→ WHAT YOU NEED TO DO: Write each line out exactly, leaving none out.

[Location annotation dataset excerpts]

########################################

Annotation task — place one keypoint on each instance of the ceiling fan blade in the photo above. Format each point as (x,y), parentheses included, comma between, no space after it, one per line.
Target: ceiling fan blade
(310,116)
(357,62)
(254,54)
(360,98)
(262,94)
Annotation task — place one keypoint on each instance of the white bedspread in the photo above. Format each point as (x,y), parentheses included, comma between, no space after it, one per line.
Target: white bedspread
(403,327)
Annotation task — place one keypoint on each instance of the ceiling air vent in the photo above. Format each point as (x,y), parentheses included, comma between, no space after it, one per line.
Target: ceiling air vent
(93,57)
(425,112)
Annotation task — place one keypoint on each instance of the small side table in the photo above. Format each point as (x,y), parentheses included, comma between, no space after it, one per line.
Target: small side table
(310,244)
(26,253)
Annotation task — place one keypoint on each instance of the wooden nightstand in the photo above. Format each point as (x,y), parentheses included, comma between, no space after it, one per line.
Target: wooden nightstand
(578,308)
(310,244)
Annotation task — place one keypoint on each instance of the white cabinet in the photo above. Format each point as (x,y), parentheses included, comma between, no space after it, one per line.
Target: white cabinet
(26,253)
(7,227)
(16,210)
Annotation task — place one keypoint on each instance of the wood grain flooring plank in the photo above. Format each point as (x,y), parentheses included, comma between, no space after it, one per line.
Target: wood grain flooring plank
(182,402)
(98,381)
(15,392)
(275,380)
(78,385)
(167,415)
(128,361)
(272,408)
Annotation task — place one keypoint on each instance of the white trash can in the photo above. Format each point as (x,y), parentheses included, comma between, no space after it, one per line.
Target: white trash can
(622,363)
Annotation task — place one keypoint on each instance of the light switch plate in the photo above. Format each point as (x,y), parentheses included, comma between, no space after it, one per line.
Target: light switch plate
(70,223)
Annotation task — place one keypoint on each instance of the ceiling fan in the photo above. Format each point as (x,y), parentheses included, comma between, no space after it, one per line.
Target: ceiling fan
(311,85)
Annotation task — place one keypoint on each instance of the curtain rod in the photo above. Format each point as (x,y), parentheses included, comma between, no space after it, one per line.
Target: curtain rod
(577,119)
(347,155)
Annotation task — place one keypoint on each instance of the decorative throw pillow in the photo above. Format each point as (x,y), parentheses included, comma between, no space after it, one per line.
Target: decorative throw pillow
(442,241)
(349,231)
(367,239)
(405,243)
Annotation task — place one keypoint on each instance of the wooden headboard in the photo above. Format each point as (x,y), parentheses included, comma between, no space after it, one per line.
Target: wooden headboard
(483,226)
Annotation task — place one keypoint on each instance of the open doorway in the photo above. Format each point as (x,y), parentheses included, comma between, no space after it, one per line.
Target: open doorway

########################################

→ FULL SOLUTION:
Annotation task — place one keypoint on each instance of the ceiling fan blade in the photo above. Format each point as (x,y), parentheses included, comma between, no space after it, one per line.
Target: ceiling fan blade
(310,116)
(357,62)
(254,54)
(360,98)
(262,94)
Annotation task — place one keypoint on each instance of the white bedspread in the photo above. Format each point as (x,y), parentheses included, comma between, no space after it, one per line.
Target: white bedspread
(403,327)
Annotation task — place one keypoint on each instance of the ceiling air vent in the photo above. Format each point as (x,y), parentheses included, comma between, no space after it, one per line.
Target: ceiling air vent
(93,57)
(425,112)
Annotation task — place one keypoint on each instance of the small side table in the photo above. Format each point as (x,y), parentheses included, comma between, no space after it, one per line.
Target: small side table
(310,244)
(26,253)
Annotation task — place one keypoint on each instance of the wooden nightstand in the photo above. Format each point as (x,y), parentheses included, comma between, no space after it, one per line.
Target: wooden nightstand
(578,308)
(310,244)
Annotation task — place one keypoint on each instance of the white cabinet in the photo above. Format each point as (x,y), parentheses included, comma between, no space after it, one per line.
Target: white cabinet
(26,253)
(7,227)
(16,210)
Annotation task — place one keypoint on each instance of the wood grain flooring plank in the photo above. Format each point as (x,y), parentheses included, comma between, no space after it, one per line.
Target: wood grain flooring plank
(182,402)
(98,381)
(15,392)
(275,380)
(78,385)
(167,415)
(128,361)
(272,408)
Annotation task — place one keypoint on each instance of the white trash can in the photo above. Format each point as (x,y), parentheses included, comma between, no space after it, one per line.
Target: white trash can
(622,363)
Annotation task — place one keypoint on each instance of the light switch plate in the photo above. Format each point as (x,y), parentheses included, comma between, no space after it, one per line.
Target: light switch plate
(70,223)
Annotation task — place one keypoint on each instance of the ceiling fan in the photo above. Format each point as (x,y), parentheses included, comma between, no space after it, one per line.
Target: ceiling fan
(311,85)
Annotation task — place one keypoint on each instance of the curtain rod in the photo above. Format each point as (x,y), parentheses included, comma between, no space after it, one per line.
Target: curtain rod
(577,119)
(347,155)
Annotation task — place one keypoint on each instance of the decorative throw pillow in the photo above. Format each point as (x,y), parentheses included, comma between, no space after it, one per line.
Target: decorative throw pillow
(442,241)
(349,231)
(367,239)
(405,243)
Annotation task — place one keypoint on each instance of the wooden headboard in the photo above. Format each point as (x,y), parentheses included, comma between, no space after it, one per line.
Target: wooden headboard
(483,226)
Annotation task — place one keypoint on each instance of the open doorway in the photo above. Format each point as (x,y), parentheses included, comma between, no space after it, one per line.
Target: open doorway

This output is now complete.